- What this exercise asks
**a)** Please reproduce word for word the passage of the Kristersson article from "Swedish Prime Minister Ulf Kristersson has" to "Norwegian broadcaster TV2.".
**b)** Answer these questions on the Kristersson article:
(i) At which defence conference did Kristersson speak on Sunday?
(ii) Which Norwegian broadcaster reported the mistaken Russian coverage?
(iii) Which Russian news site corrected its article?

- Selection
══════════

Swedish Prime Minister Ulf Kristersson has accused Russian media of spreading 'pure disinformation' after it was wrongly reported that Sweden was planning to allow Nato to place nuclear weapons on its soil in peacetime.


Swedish Prime Minister Ulf Kristersson told the Folk och försvar defence conference on Sunday that placing nuclear weapons on Swedish soil in peacetime was not on the table.

But several Russian media wrongly reported that he had said the opposite, that it would allow nuclear weapons in peacetime, reports Norwegian broadcaster TV2.


His exact quote, according to the Swedish government's official English translation of his speech as seen by The Local, was: "The whole of Nato’s responsibility is also Sweden’s responsibility. We will be a long-term, loyal and committed member. Like Norway and Denmark in their time, Sweden is acceding to Nato without any formal conditions. We see however – as little as other Nordic countries – that having nuclear weapons on our own territory in peacetime is in the cards."

The last sentence could possibly be misinterpreted when read, but what he means if you listen to the speech in Swedish is that nuclear weapons in peacetime is not on the cards.

Russian news site RBC has since corrected its article, with a note saying the text has been “modified due to a translation error”, but Swedish news agency TT reported late on Tuesday evening that the wrong information at least at the time remained on Lenta, Gazeta and

Kristersson, leader of the right-wing Moderates, took to Facebook to slam the reports:

“Sweden, our neighbouring countries and the rest of Europe are threatened by Russia’s hybrid warfare – and Russian disinformation – at the same time as Russia is waging a full-scale invasion war against Ukraine. The other day, Säpo [the Swedish security services] warned of more and more Russian espionage in Sweden. Now, the Russian media are spreading pure disinformation about what I said in my speech in Sälen.”

Sweden in May last year announced it would apply to join Nato, following Russia's attack on Ukraine.

══════════

- Dataset excerpt

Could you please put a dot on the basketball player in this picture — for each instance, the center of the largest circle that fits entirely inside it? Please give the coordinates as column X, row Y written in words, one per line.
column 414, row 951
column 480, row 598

══════════

- The replies
**a)**
Swedish Prime Minister Ulf Kristersson has accused Russian media of spreading 'pure disinformation' after it was wrongly reported that Sweden was planning to allow Nato to place nuclear weapons on its soil in peacetime.


Swedish Prime Minister Ulf Kristersson told the Folk och försvar defence conference on Sunday that placing nuclear weapons on Swedish soil in peacetime was not on the table.

But several Russian media wrongly reported that he had said the opposite, that it would allow nuclear weapons in peacetime, reports Norwegian broadcaster TV2.

**b)**
(i) Folk och försvar
(ii) TV2
(iii) RBC